EXERCISE DETAILS:
Every line of the data below should be retyped exactly.

INPUT DATA:
[Start of section]
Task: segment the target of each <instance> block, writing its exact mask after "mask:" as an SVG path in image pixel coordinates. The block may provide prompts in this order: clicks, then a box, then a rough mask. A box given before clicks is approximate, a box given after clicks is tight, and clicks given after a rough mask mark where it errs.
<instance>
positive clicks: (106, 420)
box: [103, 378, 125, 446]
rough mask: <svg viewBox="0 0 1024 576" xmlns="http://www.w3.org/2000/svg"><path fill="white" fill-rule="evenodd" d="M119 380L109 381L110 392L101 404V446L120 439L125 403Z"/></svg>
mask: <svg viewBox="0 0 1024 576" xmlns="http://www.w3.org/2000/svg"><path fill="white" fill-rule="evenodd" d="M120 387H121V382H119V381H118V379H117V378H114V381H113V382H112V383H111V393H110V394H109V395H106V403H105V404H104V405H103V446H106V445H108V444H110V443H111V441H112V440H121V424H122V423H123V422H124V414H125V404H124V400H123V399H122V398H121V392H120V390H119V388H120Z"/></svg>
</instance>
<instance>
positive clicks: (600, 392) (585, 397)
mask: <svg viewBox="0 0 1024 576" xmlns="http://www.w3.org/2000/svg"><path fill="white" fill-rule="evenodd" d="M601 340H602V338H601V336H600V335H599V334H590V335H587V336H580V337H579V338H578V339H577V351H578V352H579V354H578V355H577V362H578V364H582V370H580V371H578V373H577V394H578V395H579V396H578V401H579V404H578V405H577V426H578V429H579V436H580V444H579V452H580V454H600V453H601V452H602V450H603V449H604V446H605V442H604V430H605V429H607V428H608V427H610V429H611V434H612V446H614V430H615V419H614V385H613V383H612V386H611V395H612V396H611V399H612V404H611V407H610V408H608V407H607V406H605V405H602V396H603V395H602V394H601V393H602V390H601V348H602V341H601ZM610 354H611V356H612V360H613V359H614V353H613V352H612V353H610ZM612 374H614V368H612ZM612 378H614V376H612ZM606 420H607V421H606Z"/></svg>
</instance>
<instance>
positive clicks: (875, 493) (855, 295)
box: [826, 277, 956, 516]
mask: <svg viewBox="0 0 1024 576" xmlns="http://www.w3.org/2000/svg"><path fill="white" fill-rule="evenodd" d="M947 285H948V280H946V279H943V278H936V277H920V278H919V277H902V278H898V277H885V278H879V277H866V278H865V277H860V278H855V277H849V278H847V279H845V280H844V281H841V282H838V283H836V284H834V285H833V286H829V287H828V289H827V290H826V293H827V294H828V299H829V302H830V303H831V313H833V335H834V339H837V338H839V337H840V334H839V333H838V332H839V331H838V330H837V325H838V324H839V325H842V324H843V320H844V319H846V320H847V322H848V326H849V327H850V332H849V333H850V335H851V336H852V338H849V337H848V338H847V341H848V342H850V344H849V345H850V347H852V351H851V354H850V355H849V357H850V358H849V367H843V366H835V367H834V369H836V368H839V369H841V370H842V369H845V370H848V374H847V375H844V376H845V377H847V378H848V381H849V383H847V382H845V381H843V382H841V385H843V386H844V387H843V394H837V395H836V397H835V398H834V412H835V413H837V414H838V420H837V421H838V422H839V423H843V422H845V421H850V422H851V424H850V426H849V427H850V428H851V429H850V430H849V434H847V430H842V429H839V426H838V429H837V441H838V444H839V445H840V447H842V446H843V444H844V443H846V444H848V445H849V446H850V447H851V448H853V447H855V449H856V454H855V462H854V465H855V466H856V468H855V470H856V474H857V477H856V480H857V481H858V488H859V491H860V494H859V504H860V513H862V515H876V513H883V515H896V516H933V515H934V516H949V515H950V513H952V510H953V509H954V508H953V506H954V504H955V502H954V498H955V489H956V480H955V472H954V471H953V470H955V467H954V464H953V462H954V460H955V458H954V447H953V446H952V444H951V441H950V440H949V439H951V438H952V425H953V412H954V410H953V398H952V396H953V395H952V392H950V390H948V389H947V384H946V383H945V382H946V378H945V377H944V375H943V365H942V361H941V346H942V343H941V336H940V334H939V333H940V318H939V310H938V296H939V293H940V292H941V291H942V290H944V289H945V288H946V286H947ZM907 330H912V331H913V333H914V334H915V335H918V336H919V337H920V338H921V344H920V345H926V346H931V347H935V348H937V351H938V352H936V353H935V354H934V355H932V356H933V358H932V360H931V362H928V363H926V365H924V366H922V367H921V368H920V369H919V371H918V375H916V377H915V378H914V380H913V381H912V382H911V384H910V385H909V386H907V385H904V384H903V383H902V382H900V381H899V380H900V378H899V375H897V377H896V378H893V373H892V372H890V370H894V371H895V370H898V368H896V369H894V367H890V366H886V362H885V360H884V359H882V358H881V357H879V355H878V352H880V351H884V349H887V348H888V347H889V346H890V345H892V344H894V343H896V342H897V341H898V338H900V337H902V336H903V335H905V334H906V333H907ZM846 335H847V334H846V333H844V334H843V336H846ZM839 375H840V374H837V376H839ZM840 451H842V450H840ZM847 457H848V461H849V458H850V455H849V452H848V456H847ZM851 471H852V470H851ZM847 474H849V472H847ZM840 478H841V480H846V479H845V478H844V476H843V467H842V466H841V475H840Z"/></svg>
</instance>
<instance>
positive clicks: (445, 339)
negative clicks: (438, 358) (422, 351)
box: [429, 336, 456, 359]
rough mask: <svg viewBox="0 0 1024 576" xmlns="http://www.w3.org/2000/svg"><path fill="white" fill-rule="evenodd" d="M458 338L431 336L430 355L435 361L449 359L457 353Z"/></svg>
[End of section]
RESULT OF THIS EXERCISE:
Task: segment the target of each <instance> block, writing its exact mask after "mask:" as an SVG path in image pixel coordinates. The block may provide prompts in this order: clicks, then a box, then a rough mask. A box given before clicks is approximate, a box given after clicks is tight, and clicks given after a rough mask mark where it errs.
<instance>
positive clicks: (106, 420)
box: [103, 378, 125, 446]
rough mask: <svg viewBox="0 0 1024 576" xmlns="http://www.w3.org/2000/svg"><path fill="white" fill-rule="evenodd" d="M119 380L109 381L110 392L101 404V446L120 439L125 403Z"/></svg>
mask: <svg viewBox="0 0 1024 576" xmlns="http://www.w3.org/2000/svg"><path fill="white" fill-rule="evenodd" d="M120 387H121V382H119V381H118V379H117V378H114V381H113V382H112V383H111V393H110V394H109V395H106V403H105V404H104V405H103V446H106V445H108V444H110V443H111V441H112V440H121V424H122V423H123V422H124V414H125V404H124V400H123V399H122V398H121V392H120V390H119V388H120Z"/></svg>
</instance>
<instance>
positive clicks: (600, 392) (585, 397)
mask: <svg viewBox="0 0 1024 576" xmlns="http://www.w3.org/2000/svg"><path fill="white" fill-rule="evenodd" d="M601 340H602V338H601V336H600V335H599V334H590V335H587V336H580V337H579V338H578V339H577V351H578V352H579V354H578V355H577V362H578V364H582V370H580V371H578V373H577V394H578V395H579V396H578V401H579V404H578V405H577V426H578V429H579V436H580V444H579V452H580V454H600V453H601V452H602V450H603V449H604V446H605V442H604V430H605V429H607V428H608V427H610V429H611V434H612V446H614V430H615V419H614V385H613V383H612V386H611V395H612V396H611V399H612V404H611V407H610V408H608V407H607V406H605V405H602V396H603V395H602V394H601V393H602V390H601V348H602V341H601ZM610 354H611V356H612V360H613V359H614V353H613V352H612V353H610ZM612 374H614V368H612ZM612 378H614V376H612ZM606 420H607V421H606Z"/></svg>
</instance>
<instance>
positive clicks: (875, 493) (855, 295)
box: [826, 277, 956, 516]
mask: <svg viewBox="0 0 1024 576" xmlns="http://www.w3.org/2000/svg"><path fill="white" fill-rule="evenodd" d="M947 285H948V280H946V279H943V278H936V277H920V278H919V277H902V278H898V277H885V278H879V277H866V278H865V277H860V278H855V277H849V278H847V279H845V280H844V281H841V282H838V283H836V284H834V285H833V286H829V287H828V289H827V290H826V293H827V294H828V299H829V302H830V303H831V313H833V335H834V339H837V338H839V337H840V334H839V333H838V332H839V331H838V330H837V325H838V324H839V325H842V324H843V320H844V319H846V320H847V322H848V326H849V327H850V332H849V333H850V335H851V336H852V338H849V337H848V338H847V341H848V342H850V344H849V345H850V347H852V351H851V354H850V355H849V357H850V358H849V367H843V366H835V367H834V369H836V368H839V369H841V370H842V369H845V370H848V374H847V375H844V376H845V377H847V378H848V381H849V383H847V382H845V381H843V382H841V385H843V386H844V387H843V394H837V395H836V397H835V398H834V412H835V413H837V414H838V420H837V421H838V422H839V423H843V422H845V421H850V422H851V424H850V426H849V427H850V428H851V429H850V430H849V434H847V430H842V429H839V426H838V429H837V441H838V444H839V445H840V447H842V446H843V444H844V443H846V444H848V445H849V446H850V447H851V448H853V447H855V449H856V454H855V462H854V465H855V466H856V468H855V470H856V474H857V477H856V480H857V481H858V488H859V491H860V494H859V504H860V513H862V515H876V513H883V515H896V516H933V515H934V516H949V515H950V513H952V510H953V509H954V508H953V506H954V504H955V502H954V498H955V489H956V480H955V472H954V471H953V470H955V467H954V464H953V462H954V460H955V458H954V447H953V446H952V444H951V441H950V440H949V439H951V438H952V425H953V412H954V410H953V398H952V396H953V395H952V392H950V390H948V389H947V384H946V383H945V382H946V378H945V377H944V375H943V365H942V361H941V346H942V343H941V336H940V334H939V333H940V318H939V310H938V296H939V293H940V292H941V291H942V290H944V289H945V288H946V286H947ZM907 330H912V331H913V333H914V334H915V335H918V336H919V337H920V338H921V344H920V345H926V346H931V347H935V348H937V351H938V352H936V353H935V354H934V355H932V356H933V358H932V360H931V362H928V363H926V365H924V366H922V367H921V368H920V369H919V371H918V375H916V377H915V378H914V380H913V381H912V382H911V384H910V385H909V386H907V385H904V384H903V383H902V382H900V381H899V380H900V378H899V375H897V377H896V378H893V373H892V372H890V370H894V371H895V370H898V368H896V369H894V367H890V366H886V362H885V360H884V359H882V358H881V357H879V355H878V352H880V351H884V349H887V348H888V347H889V346H890V345H892V344H894V343H896V342H897V341H898V338H900V337H902V336H903V335H905V334H906V333H907ZM846 335H847V334H846V333H844V334H843V336H846ZM839 375H840V374H837V376H839ZM840 451H842V450H840ZM847 457H848V461H849V458H850V455H849V452H848V456H847ZM851 471H852V470H851ZM847 474H849V472H847ZM840 478H841V480H846V479H845V478H844V476H843V467H842V466H841V475H840Z"/></svg>
</instance>
<instance>
positive clicks: (445, 339)
negative clicks: (438, 358) (422, 351)
box: [429, 336, 456, 359]
rough mask: <svg viewBox="0 0 1024 576" xmlns="http://www.w3.org/2000/svg"><path fill="white" fill-rule="evenodd" d="M458 338L431 336L430 355L435 361L449 359L457 353Z"/></svg>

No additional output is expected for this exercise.